Task instructions
Can you shift every bounding-box coordinate up by 69 while reproducing each line of the material from the line with "wine glass for player-tracking calibration." to the line with "[618,341,643,373]", both ends included? Leave every other line word for word.
--- Entries shown ---
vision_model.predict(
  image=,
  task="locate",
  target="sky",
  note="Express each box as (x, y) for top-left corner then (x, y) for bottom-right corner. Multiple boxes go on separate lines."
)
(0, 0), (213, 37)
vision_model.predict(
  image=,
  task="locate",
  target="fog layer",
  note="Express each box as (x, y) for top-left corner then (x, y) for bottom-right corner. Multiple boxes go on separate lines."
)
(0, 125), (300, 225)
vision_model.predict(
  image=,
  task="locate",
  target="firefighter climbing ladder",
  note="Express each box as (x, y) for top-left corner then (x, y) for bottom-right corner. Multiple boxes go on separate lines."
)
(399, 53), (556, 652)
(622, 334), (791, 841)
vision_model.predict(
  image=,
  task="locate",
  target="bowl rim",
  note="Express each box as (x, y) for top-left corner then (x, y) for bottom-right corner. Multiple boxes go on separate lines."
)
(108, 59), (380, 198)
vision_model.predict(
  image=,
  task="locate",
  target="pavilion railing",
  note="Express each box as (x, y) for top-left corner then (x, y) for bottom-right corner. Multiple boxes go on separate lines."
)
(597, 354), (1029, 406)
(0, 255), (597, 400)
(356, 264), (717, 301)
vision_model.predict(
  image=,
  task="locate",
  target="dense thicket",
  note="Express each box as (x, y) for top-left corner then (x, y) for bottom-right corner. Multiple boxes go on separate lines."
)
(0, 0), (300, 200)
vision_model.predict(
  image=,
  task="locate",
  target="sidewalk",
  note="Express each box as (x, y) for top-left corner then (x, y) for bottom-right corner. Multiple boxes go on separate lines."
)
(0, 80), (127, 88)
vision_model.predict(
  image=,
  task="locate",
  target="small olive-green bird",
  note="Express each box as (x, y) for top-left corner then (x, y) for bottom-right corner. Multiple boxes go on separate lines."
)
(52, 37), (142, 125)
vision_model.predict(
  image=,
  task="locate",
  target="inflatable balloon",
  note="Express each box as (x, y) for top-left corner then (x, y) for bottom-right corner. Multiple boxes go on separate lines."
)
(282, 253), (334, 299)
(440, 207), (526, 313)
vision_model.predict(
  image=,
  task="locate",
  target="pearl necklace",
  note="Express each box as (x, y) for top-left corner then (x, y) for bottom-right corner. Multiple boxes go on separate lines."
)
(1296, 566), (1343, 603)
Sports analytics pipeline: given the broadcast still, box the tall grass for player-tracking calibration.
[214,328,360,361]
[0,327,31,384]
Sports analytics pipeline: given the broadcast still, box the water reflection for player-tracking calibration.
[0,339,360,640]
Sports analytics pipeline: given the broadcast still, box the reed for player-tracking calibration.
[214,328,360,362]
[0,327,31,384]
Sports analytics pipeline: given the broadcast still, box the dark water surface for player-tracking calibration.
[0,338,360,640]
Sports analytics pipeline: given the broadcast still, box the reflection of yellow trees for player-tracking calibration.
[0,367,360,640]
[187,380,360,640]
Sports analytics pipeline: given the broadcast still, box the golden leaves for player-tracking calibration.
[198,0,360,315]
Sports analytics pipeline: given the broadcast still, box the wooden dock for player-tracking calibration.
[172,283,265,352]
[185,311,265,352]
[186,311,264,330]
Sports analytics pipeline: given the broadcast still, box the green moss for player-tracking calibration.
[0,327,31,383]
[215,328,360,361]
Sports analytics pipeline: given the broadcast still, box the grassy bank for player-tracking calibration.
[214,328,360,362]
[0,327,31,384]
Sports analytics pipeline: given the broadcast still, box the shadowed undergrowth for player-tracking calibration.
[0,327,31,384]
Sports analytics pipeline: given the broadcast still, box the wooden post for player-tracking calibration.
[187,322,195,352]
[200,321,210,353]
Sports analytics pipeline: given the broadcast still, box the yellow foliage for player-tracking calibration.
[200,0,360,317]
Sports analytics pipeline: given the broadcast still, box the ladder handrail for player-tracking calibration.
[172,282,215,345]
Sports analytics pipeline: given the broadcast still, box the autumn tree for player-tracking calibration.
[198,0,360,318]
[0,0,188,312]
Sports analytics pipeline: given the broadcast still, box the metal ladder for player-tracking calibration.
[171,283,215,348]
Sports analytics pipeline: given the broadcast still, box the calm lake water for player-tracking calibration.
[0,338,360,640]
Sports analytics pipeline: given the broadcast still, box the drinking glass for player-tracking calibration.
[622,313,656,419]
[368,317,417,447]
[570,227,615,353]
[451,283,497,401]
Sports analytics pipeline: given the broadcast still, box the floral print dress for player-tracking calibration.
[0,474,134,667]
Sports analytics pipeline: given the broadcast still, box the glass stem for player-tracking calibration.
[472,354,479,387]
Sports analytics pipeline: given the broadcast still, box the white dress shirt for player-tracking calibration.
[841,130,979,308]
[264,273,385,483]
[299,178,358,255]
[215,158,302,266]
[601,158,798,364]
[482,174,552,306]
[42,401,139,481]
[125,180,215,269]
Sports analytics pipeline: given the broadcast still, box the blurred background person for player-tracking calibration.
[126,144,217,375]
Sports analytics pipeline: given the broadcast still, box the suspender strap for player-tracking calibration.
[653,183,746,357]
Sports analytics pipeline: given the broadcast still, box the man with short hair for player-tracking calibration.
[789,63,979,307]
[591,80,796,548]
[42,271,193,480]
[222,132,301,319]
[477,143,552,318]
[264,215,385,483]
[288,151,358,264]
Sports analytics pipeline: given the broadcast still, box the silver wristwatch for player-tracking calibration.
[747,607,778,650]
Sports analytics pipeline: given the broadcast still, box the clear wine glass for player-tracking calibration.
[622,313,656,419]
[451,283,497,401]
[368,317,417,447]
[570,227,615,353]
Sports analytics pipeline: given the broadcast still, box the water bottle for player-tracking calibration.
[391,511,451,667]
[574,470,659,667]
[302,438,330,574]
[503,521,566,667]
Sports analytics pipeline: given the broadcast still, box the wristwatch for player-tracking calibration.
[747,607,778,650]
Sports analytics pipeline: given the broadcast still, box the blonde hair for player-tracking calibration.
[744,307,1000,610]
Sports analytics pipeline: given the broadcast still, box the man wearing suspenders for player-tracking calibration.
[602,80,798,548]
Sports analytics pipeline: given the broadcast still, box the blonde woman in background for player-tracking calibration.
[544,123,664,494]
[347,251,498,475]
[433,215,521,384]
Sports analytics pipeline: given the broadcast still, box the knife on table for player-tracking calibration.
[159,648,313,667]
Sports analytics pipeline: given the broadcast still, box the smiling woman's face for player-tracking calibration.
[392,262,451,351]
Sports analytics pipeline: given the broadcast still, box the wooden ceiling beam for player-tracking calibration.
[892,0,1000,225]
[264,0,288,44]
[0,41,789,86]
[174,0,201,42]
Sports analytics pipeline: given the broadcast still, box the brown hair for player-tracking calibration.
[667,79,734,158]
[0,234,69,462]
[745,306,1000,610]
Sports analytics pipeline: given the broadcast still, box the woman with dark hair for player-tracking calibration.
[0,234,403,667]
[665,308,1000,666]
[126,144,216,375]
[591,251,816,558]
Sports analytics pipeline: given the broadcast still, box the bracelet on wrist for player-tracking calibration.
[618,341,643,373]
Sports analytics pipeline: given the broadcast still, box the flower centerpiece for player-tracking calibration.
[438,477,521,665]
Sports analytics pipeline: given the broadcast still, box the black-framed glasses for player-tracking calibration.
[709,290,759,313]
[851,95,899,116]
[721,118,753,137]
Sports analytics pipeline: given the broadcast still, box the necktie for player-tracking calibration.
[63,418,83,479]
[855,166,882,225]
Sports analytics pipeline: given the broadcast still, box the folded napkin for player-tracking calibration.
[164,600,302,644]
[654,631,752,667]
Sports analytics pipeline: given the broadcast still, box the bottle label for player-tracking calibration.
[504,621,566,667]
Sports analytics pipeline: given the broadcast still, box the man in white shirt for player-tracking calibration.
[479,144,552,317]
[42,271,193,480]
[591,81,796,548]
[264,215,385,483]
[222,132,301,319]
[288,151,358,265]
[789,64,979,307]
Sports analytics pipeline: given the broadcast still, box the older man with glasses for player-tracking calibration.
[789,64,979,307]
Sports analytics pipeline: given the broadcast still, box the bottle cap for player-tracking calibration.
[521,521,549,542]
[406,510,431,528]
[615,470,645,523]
---
Complete output
Sports analytics pipeline: given the broadcast still, box the clear wine glass for player-tracking calibration.
[691,382,725,488]
[520,352,566,470]
[437,386,486,516]
[639,296,684,422]
Sports analytics pipeline: given the broadcast still, box the water bottle for player-tracking calibration.
[460,580,520,736]
[643,539,728,736]
[371,507,399,643]
[572,590,635,736]
Sports analytics pipeline: given the broadcast still, box the wristwatch for player-tracking calibration.
[816,676,847,719]
Sports analytics pipeline: given the broadcast still, box the blonde hair for player-tracking calibration.
[813,376,1069,679]
Sports analytics pipeline: given the broadcast still, box the man wearing suspenders for player-tracking calibration.
[671,149,867,617]
Sports analytics pipeline: given the broadcast still, box the blonde woman in background for player-tracking calibration.
[613,192,733,563]
[416,320,567,544]
[502,284,590,453]
Sports analytics pipeline: given the broadcast still, box the knife on table for player-tracking calibration.
[228,717,382,736]
Sports analytics pipeline: given the broadcast still, box the smiling woman's face for player-tracking calibration.
[461,331,520,420]
Sports analytics pipeline: given the broadcast still, box the wooden ceiling beam for player-tracking calibration.
[961,69,1069,294]
[333,69,357,113]
[69,110,858,155]
[243,69,270,111]
Sports analytics pipeline: given the broadcast still, box the brown hair for player-tracking calibration.
[736,148,803,227]
[69,303,138,531]
[814,375,1069,679]
Sports analytics pipeline: given the broadcast still, box the woman with dark hair for player-tracking calibration.
[69,303,472,736]
[734,377,1069,735]
[195,213,285,444]
[660,320,885,627]
Sports analytics pipeline: given the broadcast still, box the bracelet on wrist for player-tracking calibration.
[687,410,712,442]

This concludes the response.